> [Stated goal]: Your task is to repeat, word for word, the line containing "For each instance of the sand dune, place" and all lines that follow it to the end of the material, and no other lines.

(Labeled-object pointing entries)
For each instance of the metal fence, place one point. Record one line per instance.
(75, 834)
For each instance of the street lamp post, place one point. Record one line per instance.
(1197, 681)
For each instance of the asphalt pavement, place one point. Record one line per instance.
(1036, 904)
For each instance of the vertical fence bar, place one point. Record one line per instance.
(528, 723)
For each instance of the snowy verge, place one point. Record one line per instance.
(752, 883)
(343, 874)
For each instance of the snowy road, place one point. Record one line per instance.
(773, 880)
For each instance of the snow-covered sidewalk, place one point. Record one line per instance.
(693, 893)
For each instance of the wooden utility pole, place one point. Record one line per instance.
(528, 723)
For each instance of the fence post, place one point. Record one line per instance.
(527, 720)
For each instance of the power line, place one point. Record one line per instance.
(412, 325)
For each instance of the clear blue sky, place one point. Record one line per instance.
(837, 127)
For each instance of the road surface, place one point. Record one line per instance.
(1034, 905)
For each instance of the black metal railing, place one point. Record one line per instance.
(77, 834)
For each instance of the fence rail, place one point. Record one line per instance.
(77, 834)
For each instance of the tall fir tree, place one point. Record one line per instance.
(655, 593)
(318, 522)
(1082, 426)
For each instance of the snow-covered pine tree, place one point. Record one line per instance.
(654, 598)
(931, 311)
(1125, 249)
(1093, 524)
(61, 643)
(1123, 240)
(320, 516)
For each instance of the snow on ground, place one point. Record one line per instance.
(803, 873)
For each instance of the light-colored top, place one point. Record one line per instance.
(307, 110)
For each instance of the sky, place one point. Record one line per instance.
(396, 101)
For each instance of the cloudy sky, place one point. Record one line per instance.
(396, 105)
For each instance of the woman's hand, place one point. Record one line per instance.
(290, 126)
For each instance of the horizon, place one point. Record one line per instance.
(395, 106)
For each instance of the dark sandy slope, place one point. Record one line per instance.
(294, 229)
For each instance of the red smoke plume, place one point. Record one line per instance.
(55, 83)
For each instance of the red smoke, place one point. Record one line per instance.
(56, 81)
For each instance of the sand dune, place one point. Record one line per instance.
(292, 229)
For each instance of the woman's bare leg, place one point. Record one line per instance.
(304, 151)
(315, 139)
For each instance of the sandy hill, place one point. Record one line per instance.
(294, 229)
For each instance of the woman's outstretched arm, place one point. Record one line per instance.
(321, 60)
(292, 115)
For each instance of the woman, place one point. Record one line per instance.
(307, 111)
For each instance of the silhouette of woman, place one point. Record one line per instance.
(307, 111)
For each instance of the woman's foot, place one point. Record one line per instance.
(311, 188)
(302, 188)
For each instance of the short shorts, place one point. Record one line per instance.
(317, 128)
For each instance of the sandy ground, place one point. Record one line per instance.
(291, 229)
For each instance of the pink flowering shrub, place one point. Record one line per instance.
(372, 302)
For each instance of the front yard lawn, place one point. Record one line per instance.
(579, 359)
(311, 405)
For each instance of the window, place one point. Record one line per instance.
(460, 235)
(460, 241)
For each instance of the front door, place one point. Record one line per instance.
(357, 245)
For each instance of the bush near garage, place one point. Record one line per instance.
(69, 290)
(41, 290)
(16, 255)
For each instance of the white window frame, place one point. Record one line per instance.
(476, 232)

> [Response to the task]:
For each instance of the sand dune, place one point. Record one line per instance.
(292, 229)
For each instance of the woman's bare leg, place one point. Record one line per instance.
(304, 151)
(315, 139)
For each instance of the sandy hill, place one point. Record one line per instance.
(294, 229)
For each instance of the woman's outstretched arm, place one point. Record one line per instance.
(321, 60)
(292, 115)
For each instance of the woman, place one point. Record one line per instance.
(307, 111)
For each instance of the silhouette of woman, place one point. Record one line per instance.
(307, 111)
For each instance of the woman's foot, place one point. Record one line per instance.
(311, 188)
(302, 188)
For each instance of the short shorts, place one point. Record one line per instance.
(317, 128)
For each instance of the sandy ground, place one point. Record one line per instance.
(291, 229)
For each instance of the pink flowering shrub, place one point. Record one line per instance.
(372, 302)
For each instance of the front yard lawn, place one point. Record one line per instance.
(579, 359)
(311, 405)
For each instance of the window, place one point. Record one line per instance.
(460, 235)
(460, 241)
For each instance of the front door, place one point. Record one line per instance.
(357, 245)
For each instance of the bush near garage, place one point. Record one line per instance.
(69, 290)
(41, 290)
(16, 255)
For each instance of the white window frame, place one point. Record one line per instance.
(476, 232)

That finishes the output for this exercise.